(Named object pointing entries)

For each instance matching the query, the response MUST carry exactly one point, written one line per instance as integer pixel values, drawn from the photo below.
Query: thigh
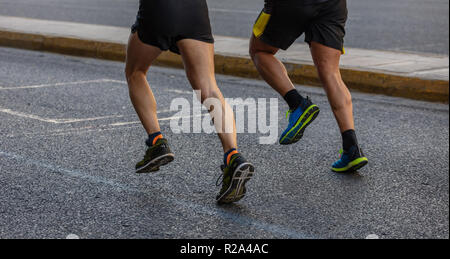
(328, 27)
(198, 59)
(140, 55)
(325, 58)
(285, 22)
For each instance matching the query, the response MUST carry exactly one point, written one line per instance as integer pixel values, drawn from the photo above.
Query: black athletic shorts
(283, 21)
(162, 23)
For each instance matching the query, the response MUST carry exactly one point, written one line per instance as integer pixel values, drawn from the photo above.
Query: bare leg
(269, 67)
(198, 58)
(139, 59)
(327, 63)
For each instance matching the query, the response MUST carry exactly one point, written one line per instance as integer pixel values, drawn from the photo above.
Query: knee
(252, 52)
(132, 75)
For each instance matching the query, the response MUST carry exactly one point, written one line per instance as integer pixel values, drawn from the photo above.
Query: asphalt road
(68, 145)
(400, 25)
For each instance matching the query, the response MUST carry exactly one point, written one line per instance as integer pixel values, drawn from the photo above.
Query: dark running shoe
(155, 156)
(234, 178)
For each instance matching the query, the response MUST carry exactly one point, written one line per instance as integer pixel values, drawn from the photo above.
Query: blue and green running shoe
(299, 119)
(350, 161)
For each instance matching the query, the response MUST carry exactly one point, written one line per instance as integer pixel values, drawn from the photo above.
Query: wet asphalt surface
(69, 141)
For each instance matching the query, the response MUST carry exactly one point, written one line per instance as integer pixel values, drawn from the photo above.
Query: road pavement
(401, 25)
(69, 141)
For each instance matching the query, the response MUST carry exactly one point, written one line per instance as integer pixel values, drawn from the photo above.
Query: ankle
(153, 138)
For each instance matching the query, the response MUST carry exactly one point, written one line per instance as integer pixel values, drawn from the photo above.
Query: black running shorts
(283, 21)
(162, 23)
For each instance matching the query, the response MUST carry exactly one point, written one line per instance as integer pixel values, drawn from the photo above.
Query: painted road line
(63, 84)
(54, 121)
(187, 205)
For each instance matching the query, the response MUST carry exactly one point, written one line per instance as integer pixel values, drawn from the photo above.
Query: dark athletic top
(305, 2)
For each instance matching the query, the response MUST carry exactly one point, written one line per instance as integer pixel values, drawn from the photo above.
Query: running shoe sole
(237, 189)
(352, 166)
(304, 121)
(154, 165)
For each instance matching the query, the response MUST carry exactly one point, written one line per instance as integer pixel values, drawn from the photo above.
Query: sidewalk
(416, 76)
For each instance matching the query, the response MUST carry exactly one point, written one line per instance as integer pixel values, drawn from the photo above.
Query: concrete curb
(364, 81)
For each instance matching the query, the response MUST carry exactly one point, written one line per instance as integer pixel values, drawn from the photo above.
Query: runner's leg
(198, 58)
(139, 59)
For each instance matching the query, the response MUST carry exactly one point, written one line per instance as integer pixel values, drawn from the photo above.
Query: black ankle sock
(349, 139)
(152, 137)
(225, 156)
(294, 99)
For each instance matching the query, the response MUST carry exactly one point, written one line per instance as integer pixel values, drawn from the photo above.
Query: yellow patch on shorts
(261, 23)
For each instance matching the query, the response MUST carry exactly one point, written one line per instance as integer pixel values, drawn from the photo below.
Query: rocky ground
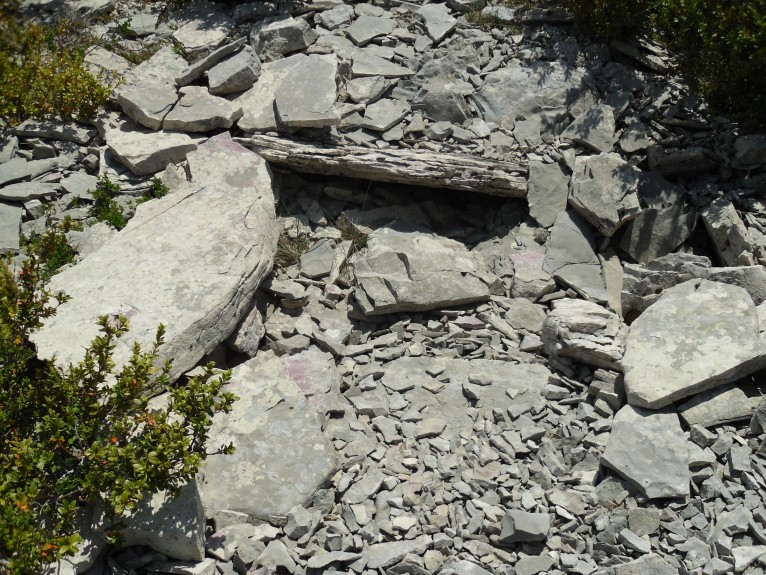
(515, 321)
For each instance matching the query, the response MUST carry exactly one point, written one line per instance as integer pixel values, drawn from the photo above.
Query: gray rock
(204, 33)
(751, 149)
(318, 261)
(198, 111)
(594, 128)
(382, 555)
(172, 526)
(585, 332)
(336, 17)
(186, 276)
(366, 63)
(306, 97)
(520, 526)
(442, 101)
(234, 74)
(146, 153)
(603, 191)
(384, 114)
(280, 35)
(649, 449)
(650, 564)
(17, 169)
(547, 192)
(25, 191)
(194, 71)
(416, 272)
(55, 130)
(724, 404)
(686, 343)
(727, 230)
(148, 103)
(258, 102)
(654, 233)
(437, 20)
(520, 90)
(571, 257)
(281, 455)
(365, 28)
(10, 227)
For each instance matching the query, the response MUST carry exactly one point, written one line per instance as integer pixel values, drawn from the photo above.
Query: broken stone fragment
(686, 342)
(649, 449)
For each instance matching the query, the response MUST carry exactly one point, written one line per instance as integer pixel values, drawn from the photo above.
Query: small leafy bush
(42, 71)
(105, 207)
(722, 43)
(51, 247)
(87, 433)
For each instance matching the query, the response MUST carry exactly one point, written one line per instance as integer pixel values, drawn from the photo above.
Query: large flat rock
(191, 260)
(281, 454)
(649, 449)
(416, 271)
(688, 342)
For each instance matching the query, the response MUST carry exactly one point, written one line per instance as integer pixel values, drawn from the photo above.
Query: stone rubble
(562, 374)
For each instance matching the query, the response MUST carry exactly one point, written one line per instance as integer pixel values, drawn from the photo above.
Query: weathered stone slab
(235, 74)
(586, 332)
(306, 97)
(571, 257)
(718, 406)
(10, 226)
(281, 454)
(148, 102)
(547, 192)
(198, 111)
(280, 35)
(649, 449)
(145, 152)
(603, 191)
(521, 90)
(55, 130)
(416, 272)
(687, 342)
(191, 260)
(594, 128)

What is required. Print the complete listing exactly as it stands, without its pictures.

Exercise answer.
For each instance matching the query, the response MUST carry exactly one point, written one line per instance as integer pixel values, drawn from the photo below.
Query: thigh
(328, 27)
(198, 59)
(140, 55)
(325, 58)
(285, 22)
For each instance matching the query, the response MUST carry exactly one point, written one line per instance as integer pixel values, drawn from the photo above.
Query: black athletic shorts
(283, 21)
(162, 23)
For each instance matching the query, the response MUST carry exactly one point, written one line per instance as integer pixel values, drawn from the photo above.
Query: bare leg
(269, 67)
(198, 58)
(139, 59)
(327, 63)
For each instance matching the query, the response MUST carry exactly one point, written one line per instance as integer pixel values, drawn from the photo above.
Query: knee
(252, 52)
(132, 75)
For each instance matching the query, the response MUST carry exactly one point, written one line per instance as integer pixel values, drawn from the photo above.
Query: asphalt road
(68, 145)
(400, 25)
For each instance matching the query, the response MUST carry exactly one point, written one line per instance as integer pixel values, drawn from the photo above.
Query: dark running shoe
(155, 156)
(234, 178)
For each instance matching the query, the response MUST carry exactly one point, written one line per instance as integer pixel values, drawn from the photo above.
Query: blue and green running shoe
(299, 119)
(350, 161)
For each instance matching the query, the response MUST carry exactly one point, written one line per instance as integer pixel values, drawn from the photo above.
Query: wet asphalt surface
(69, 141)
For each instance matching the query, the response MUST carry exactly one point, written one line per instance as integer pixel values, drawn from the photo above.
Query: road pavement
(401, 25)
(69, 141)
For each instance matching the query, the response MUST carry exactly one point, written one line per instance as integer pixel values, drawn from the photo above.
Query: ankle
(153, 138)
For each instance matching the query, the response MUST carry exactly one point, written one line per instance as integer pixel values, drawn from the photo above.
Query: black running shorts
(283, 21)
(162, 23)
For each instance matching the query, the response MUST carry exactly one point, written one line per instance as integer pixel values, drawn from the photo above.
Query: painted road line
(63, 84)
(54, 121)
(187, 205)
For each instance matching the query, the response MUST carry exactly one point, written one line per instance as integer pixel values, drawn from the photo above.
Query: dark athletic top
(305, 2)
For each instance matching the query, the response MUST carry exactly one point, written one line per instance as integer pixel values, drawn from the photo above.
Query: running shoe sole
(237, 189)
(352, 166)
(304, 121)
(154, 165)
For each instance matching the query, the response MUST carry exactly one point, written one line per instance as integer pixel values, drawn from the photo above.
Query: sidewalk
(416, 76)
For each instance matching the query, the response MUST carry exactly one point, written one line per instance as integer pixel values, drawn from the photo above.
Query: concrete curb
(364, 81)
For each instance matching the query, the response MUST carry exactly one point, written one line per instance as integer pixel values, drawn from the photo above.
Query: runner's leg
(198, 58)
(139, 59)
For each instance matching the query, the response MUST carry exactly one point, written one line per instance as integer pixel values, drawn from the photo above.
Query: black ankle sock
(349, 139)
(152, 137)
(225, 156)
(294, 99)
For each instance matching the query, the response MUST carry exactly one point, written one line per instance as integer pixel values, drawn from the photo above.
Query: yellow patch on shorts
(261, 23)
For each instance matching the query, the response MUST carry exactly one point, written one line per instance as integer pixel values, drawn from the photo below.
Query: rocky ground
(515, 321)
For each instance matching the query, the response MUST carry exactly one point, written one line per instance as integer pixel values, drawn from the photo above.
Query: gray rock
(204, 33)
(751, 149)
(318, 261)
(198, 111)
(594, 128)
(382, 555)
(172, 526)
(585, 332)
(336, 17)
(186, 276)
(366, 63)
(306, 97)
(520, 526)
(442, 101)
(234, 74)
(146, 153)
(603, 191)
(384, 114)
(280, 35)
(649, 449)
(650, 564)
(17, 169)
(547, 192)
(25, 191)
(194, 71)
(416, 272)
(55, 130)
(724, 404)
(686, 343)
(727, 230)
(148, 103)
(258, 102)
(654, 233)
(437, 20)
(520, 90)
(571, 257)
(281, 455)
(365, 28)
(10, 227)
For each instance matching the query, the response MUST carry exactly one point, written one line per instance as integer pixel values, drawn from the photo above.
Query: broken stone fragment
(686, 342)
(649, 449)
For each instance matching the query, the response MUST carry exactly one point, written one line per instance as integer pixel values, drawn from the photo above.
Query: small leafy bush
(42, 71)
(105, 207)
(722, 43)
(51, 247)
(87, 433)
For each instance matching the query, the response MUST carry exactly one point, written one line per instance as integer pixel values, drawn from the photo above.
Query: large flat rock
(191, 260)
(281, 454)
(649, 449)
(416, 271)
(688, 342)
For each instance matching the query, the response MUST carry exactly one point, written one line per instance as integer pixel values, drawn from the photo above.
Query: stone rubble
(562, 374)
For each instance matching the query, the response MUST carry exactly one point, written one line per instance as integer pixel values, drawn from the photo above.
Query: weathered stone slab
(235, 74)
(586, 332)
(306, 97)
(571, 257)
(718, 406)
(10, 226)
(281, 454)
(148, 102)
(547, 192)
(198, 111)
(280, 35)
(649, 449)
(145, 152)
(603, 191)
(521, 90)
(55, 130)
(416, 272)
(687, 342)
(191, 260)
(594, 128)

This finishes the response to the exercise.